__TASK DIRECTIONS__.
Print the entire listing. Each line must match the original exactly.

__RECORDED DATA__.
↓↓↓
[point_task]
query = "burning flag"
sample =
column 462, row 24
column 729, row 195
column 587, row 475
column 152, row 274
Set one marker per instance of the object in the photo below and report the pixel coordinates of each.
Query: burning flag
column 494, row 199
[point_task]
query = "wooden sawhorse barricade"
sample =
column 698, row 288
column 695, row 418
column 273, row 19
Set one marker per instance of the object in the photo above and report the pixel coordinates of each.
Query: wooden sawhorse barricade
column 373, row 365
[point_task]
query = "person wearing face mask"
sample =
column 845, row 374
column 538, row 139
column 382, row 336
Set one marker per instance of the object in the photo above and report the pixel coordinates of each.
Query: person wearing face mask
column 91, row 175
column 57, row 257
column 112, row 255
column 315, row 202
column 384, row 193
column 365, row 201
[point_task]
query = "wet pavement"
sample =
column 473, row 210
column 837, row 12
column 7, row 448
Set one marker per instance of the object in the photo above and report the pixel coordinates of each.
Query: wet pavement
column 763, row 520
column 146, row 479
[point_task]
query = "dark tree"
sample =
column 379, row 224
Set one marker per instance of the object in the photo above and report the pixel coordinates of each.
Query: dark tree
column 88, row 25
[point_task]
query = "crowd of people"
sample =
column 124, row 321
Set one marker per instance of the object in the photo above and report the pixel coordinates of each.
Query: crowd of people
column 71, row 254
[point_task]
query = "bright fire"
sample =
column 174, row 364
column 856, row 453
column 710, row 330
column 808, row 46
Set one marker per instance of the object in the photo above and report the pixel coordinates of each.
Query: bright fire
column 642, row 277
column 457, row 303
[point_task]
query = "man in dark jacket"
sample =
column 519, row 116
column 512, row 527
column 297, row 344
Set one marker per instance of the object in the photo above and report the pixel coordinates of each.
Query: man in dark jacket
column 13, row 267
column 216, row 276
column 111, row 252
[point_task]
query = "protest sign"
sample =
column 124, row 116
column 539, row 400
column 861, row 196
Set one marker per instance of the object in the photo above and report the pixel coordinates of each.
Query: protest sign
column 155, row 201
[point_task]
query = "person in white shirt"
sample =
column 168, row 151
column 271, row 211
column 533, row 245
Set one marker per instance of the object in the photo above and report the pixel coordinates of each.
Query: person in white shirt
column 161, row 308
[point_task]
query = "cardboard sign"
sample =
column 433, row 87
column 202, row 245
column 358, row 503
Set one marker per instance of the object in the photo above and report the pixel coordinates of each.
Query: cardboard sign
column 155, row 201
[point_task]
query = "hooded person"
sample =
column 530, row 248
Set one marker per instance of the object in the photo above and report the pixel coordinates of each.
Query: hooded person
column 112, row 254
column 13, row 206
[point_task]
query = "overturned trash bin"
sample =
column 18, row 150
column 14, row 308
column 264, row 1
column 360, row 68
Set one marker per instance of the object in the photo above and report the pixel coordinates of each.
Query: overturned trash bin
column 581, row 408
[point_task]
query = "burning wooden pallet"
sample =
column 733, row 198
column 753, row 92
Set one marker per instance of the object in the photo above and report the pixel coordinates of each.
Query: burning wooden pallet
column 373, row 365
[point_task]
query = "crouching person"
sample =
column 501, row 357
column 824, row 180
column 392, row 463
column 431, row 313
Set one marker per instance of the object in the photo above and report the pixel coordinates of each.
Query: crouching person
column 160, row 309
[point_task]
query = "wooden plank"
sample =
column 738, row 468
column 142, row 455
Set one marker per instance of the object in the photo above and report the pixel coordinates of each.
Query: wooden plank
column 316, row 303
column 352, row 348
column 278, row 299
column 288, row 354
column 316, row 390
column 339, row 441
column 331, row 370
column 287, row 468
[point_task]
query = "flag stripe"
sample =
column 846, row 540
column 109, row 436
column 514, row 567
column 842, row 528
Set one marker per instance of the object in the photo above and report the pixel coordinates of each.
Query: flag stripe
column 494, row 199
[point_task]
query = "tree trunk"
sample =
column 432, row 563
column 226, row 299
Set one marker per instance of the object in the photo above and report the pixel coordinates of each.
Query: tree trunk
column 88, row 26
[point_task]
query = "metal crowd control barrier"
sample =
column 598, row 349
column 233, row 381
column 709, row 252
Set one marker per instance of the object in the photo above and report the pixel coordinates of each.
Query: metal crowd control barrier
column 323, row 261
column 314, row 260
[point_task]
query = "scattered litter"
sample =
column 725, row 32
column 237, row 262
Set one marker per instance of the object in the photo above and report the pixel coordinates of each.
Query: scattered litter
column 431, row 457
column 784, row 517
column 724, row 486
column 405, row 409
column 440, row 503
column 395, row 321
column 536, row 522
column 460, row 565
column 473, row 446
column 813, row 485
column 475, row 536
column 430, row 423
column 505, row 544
↑↑↑
__RESULT__.
[point_task]
query = "burning flag"
sample =
column 462, row 24
column 729, row 195
column 587, row 475
column 152, row 274
Set one marker per instance of the object in the photo below and report the pixel coordinates of each.
Query: burning flag
column 494, row 199
[point_task]
query = "wooden sawhorse barricade"
sample =
column 698, row 288
column 695, row 418
column 273, row 19
Set one marker per instance of the object in the photo above and report the pixel coordinates of each.
Query: wooden sawhorse barricade
column 373, row 365
[point_task]
query = "person wearing face mask"
sample =
column 845, row 374
column 538, row 139
column 382, row 336
Set one marker per instance of the object in the photo above and report the pixel coordinates of each.
Query: person wearing face mask
column 91, row 175
column 57, row 257
column 112, row 255
column 315, row 202
column 384, row 193
column 365, row 201
[point_task]
query = "wet pavement"
sample =
column 473, row 210
column 837, row 12
column 7, row 448
Set one marker per instance of the object in the photo above and report the pixel coordinates of each.
Query: wet pavement
column 763, row 520
column 146, row 479
[point_task]
query = "dark tree"
sample =
column 379, row 224
Set one marker per instance of the object in the photo above and report the pixel coordinates of each.
Query: dark tree
column 88, row 25
[point_task]
query = "crowd of people"
sample =
column 124, row 321
Set one marker per instance of the object in the photo above and report the pixel coordinates of each.
Query: crowd of people
column 71, row 254
[point_task]
query = "bright fire"
sample =
column 174, row 364
column 856, row 453
column 710, row 330
column 808, row 46
Set one marker per instance of the object in the photo above and report the pixel coordinates of each.
Query: bright fire
column 642, row 277
column 457, row 303
[point_task]
query = "man in dark jacket"
sample =
column 519, row 116
column 512, row 527
column 297, row 344
Set one marker per instance of the object in the photo above and report the pixel coordinates of each.
Query: man in dark jacket
column 13, row 267
column 216, row 276
column 111, row 252
[point_task]
query = "protest sign"
sample =
column 124, row 116
column 539, row 400
column 861, row 196
Set one marker per instance of the object in the photo above and report the pixel coordinates of each.
Query: protest sign
column 155, row 201
[point_task]
query = "person in white shirt"
sample =
column 168, row 151
column 271, row 211
column 533, row 245
Set one marker per instance of the object in the photo above and report the pixel coordinates of each.
Query: person in white shirt
column 161, row 308
[point_task]
query = "cardboard sign"
sample =
column 433, row 87
column 202, row 245
column 358, row 503
Set one marker per instance of the object in the photo above and report the pixel coordinates of each.
Query: cardboard sign
column 155, row 201
[point_task]
query = "hooded person"
sample =
column 530, row 248
Set one marker per instance of the object in the photo above and report the pixel coordinates of each.
Query: hooded person
column 112, row 254
column 13, row 206
[point_task]
query = "overturned trash bin"
sample =
column 18, row 150
column 14, row 308
column 264, row 1
column 360, row 68
Set one marker per instance of the object in the photo above and report the pixel coordinates of each.
Query: overturned trash bin
column 581, row 408
[point_task]
query = "burning wooden pallet"
sample =
column 733, row 198
column 753, row 92
Set one marker per instance of the object in the photo above and report the pixel coordinates of each.
Query: burning wooden pallet
column 373, row 365
[point_task]
query = "crouching person"
sample =
column 501, row 357
column 824, row 180
column 392, row 463
column 431, row 313
Set one marker per instance of the object in the photo above and report the pixel coordinates of each.
Query: crouching person
column 160, row 309
[point_task]
query = "wooden plank"
sample =
column 738, row 468
column 142, row 455
Set one marker per instance of the object in the photo above and report the pixel coordinates of each.
Query: wooden plank
column 316, row 303
column 352, row 348
column 278, row 299
column 288, row 354
column 316, row 390
column 339, row 441
column 331, row 370
column 287, row 468
[point_task]
query = "flag stripe"
sample =
column 846, row 540
column 109, row 436
column 514, row 567
column 842, row 528
Set one marker per instance of the object in the photo above and report the pixel coordinates of each.
Query: flag stripe
column 494, row 199
[point_task]
query = "tree trunk"
sample =
column 432, row 563
column 226, row 299
Set one marker per instance of the object in the photo above and report the pixel coordinates of each.
Query: tree trunk
column 88, row 26
[point_task]
query = "metal crowd control barrier"
sample =
column 598, row 349
column 233, row 381
column 709, row 252
Set one marker per instance of the object in the photo above and report the pixel coordinates of each.
Query: metal crowd control barrier
column 323, row 261
column 314, row 260
[point_task]
query = "scattered litter"
sample =
column 725, row 32
column 237, row 262
Set one marker per instance of the object in the photo above and report the pixel coordinates of each.
Query: scattered litter
column 431, row 457
column 784, row 517
column 724, row 486
column 405, row 409
column 440, row 503
column 395, row 321
column 536, row 522
column 460, row 565
column 473, row 446
column 813, row 485
column 475, row 536
column 430, row 423
column 505, row 544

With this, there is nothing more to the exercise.